# [Problem details]
An exact copy of the entries, with every picture omitted, is what is needed here.

# [Record set]
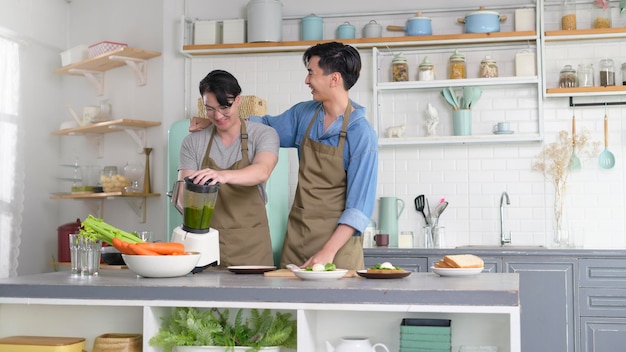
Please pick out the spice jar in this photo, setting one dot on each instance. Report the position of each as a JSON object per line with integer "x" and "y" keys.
{"x": 568, "y": 14}
{"x": 426, "y": 70}
{"x": 456, "y": 66}
{"x": 607, "y": 73}
{"x": 488, "y": 68}
{"x": 567, "y": 77}
{"x": 399, "y": 68}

# [Answer]
Please pick out the spice jar in this photo, setting one dot on each instance. Report the position of each as a JSON object per line with integer "x" and "y" keys.
{"x": 568, "y": 14}
{"x": 426, "y": 70}
{"x": 456, "y": 66}
{"x": 607, "y": 73}
{"x": 488, "y": 68}
{"x": 567, "y": 77}
{"x": 399, "y": 68}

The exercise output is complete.